_PASSAGE_:
4
votes

I am trying to write a Spark job that should put its output into HBase. AS far as I can tell, the right way to do this is to use the method saveAsHadoopDataset on org.apache.spark.rdd.PairRDDFunctions - this requires that my RDD is composed of pairs.

The method saveAsHadoopDataset requires a JobConf, and this is what I am trying to construct. According to this link, one thing I have to set on my JobConf is the output format (in fact it doens't work without), like

jobConfig.setOutputFormat(classOf[TableOutputFormat])

The problem is that apparently this does not compile, because TableOutputFormat is generic, even though it ignores its type parameter. So I have tried various combinations, such as

jobConfig.setOutputFormat(classOf[TableOutputFormat[Unit]])
jobConfig.setOutputFormat(classOf[TableOutputFormat[_]])

but in any case I get an error

required: Class[_ <: org.apache.hadoop.mapred.OutputFormat[_, _]]

Now, as far I can tell, Class[_ <: org.apache.hadoop.mapred.OutputFormat[_, _]] translates to Class[T] forSome { type T <: org.apache.hadoop.mapred.OutputFormat[_, _] }. Here is where I think I have a problem, because:

  • Class is invariant
  • TableOutputFormat[T] <: OutputFormat[T, Mutation], but
  • I am not sure how existential types interact with subtyping in the requirement T <: OutputFormat[_, _]

Is there a way to obtain a subtype of OutputFormat[_, _] from TableOutputFormat? It seems the problem arises from the differences between generics in Java and in Scala - what can I do for this?

edit:

It turns out this is even subtler. I have tried to define myself a method in the REPL

def foo(x: Class[_ <: OutputFormat[_, _]]) = x

and I can actually invoke it with

foo(classOf[TableOutputFormat[Unit]])

or even

foo(classOf[TableOutputFormat[_]])

for that matters. But I cannot call

jobConf.setOutputFormat(classOf[TableOutputFormat[_]])

The original signature of setOutputFormat in Java is void setOutputFormat(Class<? extends OutputFormat> theClass). How can I call it from Scala?

2

2 Answers

7
votes

That's very strange, are you 100% sure you have your imports correct (EDIT: yes, this was problem, see comments), and you have the correct versions of artefacts in your build file? Maybe it could help you if I provide a code snippet from my working project:

import org.apache.hadoop.hbase.HBaseConfiguration
import org.apache.hadoop.mapred.JobConf
import org.apache.hadoop.hbase.mapred.TableOutputFormat

val conf = HBaseConfiguration.create()

_DIRECTIONS_:
(a) Quote the part of the thread on writing Spark output to HBase that opens with the words containing "The method saveAsHadoopDataset requires" and closes with "jobConfig.setOutputFormat(classOf[TableOutputFormat])".
(b) Continue the thread on writing Spark output to HBase, picking up after its final line.

(Dataset records)
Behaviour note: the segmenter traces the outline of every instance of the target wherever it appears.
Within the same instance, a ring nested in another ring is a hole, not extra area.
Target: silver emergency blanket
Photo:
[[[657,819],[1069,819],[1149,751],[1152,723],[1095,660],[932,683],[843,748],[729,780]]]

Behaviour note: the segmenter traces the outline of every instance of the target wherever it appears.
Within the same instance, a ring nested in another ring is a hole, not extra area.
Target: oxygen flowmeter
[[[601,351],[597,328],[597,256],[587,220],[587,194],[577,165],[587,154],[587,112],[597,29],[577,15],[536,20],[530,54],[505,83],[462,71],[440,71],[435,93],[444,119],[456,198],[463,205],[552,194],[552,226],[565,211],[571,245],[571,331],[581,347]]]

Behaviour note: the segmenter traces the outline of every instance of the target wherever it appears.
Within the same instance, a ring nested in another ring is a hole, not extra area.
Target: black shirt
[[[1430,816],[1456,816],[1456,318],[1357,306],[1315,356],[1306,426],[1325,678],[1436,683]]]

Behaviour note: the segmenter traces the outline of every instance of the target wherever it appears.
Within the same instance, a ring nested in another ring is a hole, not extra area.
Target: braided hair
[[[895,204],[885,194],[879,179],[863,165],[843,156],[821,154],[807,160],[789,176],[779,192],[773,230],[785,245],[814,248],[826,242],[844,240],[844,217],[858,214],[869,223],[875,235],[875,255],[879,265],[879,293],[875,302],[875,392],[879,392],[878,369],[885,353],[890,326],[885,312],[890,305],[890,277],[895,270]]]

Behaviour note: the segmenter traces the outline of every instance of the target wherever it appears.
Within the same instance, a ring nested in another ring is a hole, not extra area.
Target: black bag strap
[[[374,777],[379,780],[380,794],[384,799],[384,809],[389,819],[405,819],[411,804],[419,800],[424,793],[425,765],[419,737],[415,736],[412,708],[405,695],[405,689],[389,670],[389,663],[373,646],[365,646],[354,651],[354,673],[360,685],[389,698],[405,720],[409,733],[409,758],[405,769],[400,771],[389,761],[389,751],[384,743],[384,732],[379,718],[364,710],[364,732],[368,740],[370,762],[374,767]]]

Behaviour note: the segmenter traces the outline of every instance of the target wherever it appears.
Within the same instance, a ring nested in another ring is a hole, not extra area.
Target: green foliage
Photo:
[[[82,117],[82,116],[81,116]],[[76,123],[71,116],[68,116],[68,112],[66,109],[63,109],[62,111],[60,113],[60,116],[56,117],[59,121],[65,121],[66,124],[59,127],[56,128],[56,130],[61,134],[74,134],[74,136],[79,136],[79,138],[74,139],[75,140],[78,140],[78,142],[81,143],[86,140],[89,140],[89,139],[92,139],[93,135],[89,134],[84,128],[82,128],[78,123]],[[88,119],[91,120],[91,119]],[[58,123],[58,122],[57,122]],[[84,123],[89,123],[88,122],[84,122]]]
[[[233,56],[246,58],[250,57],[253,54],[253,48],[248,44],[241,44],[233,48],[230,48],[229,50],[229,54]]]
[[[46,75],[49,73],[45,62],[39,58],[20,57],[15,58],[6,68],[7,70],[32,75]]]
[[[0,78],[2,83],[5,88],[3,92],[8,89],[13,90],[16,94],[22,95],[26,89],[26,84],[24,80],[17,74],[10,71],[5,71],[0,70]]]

_RESPONSES TO THE EXERCISE_:
(a)
The method saveAsHadoopDataset requires a JobConf, and this is what I am trying to construct. According to this link, one thing I have to set on my JobConf is the output format (in fact it doens't work without), like

jobConfig.setOutputFormat(classOf[TableOutputFormat])

(b)
val jobConfig: JobConf = new JobConf(conf, this.getClass)
jobConfig.setOutputFormat(classOf[TableOutputFormat])
jobConfig.set(TableOutputFormat.OUTPUT_TABLE, outputTable)

and some deps I have:

"org.apache.hadoop" % "hadoop-client" % "2.3.0-mr1-cdh5.0.0",
"org.apache.hbase" % "hbase-client" % "0.96.1.1-cdh5.0.0", 
"org.apache.hbase" % "hbase-common" % "0.96.1.1-cdh5.0.0", 

"org.apache.hbase" % "hbase-hadoop-compat" % "0.96.1.1-cdh5.0.0",
"org.apache.hbase" % "hbase-it" % "0.96.1.1-cdh5.0.0", /
"org.apache.hbase" % "hbase-hadoop2-compat" % "0.96.1.1-cdh5.0.0",

"org.apache.hbase" % "hbase-prefix-tree" % "0.96.1.1-cdh5.0.0", 
"org.apache.hbase" % "hbase-protocol" % "0.96.1.1-cdh5.0.0", 
"org.apache.hbase" % "hbase-server" % "0.96.1.1-cdh5.0.0",
"org.apache.hbase" % "hbase-shell" % "0.96.1.1-cdh5.0.0", 

"org.apache.hbase" % "hbase-testing-util" % "0.96.1.1-cdh5.0.0", 
"org.apache.hbase" % "hbase-thrift" % "0.96.1.1-cdh5.0.0",
3
votes

Since import org.apache.hadoop.hbase.mapred.TableOutputFormat is deprecated, you can use following code as a draft:

import org.apache.hadoop.hbase.mapreduce.TableOutputFormat
...
val hConf = HBaseConfiguration.create()

val job = Job.getInstance(hConf)
val jobConf = job.getConfiguration
jobConf.set(TableOutputFormat.OUTPUT_TABLE, tableName)
job.setOutputFormatClass(classOf[TableOutputFormat[ImmutableBytesWritable]])
...
rdd.saveAsNewAPIHadoopDataset(jobConf)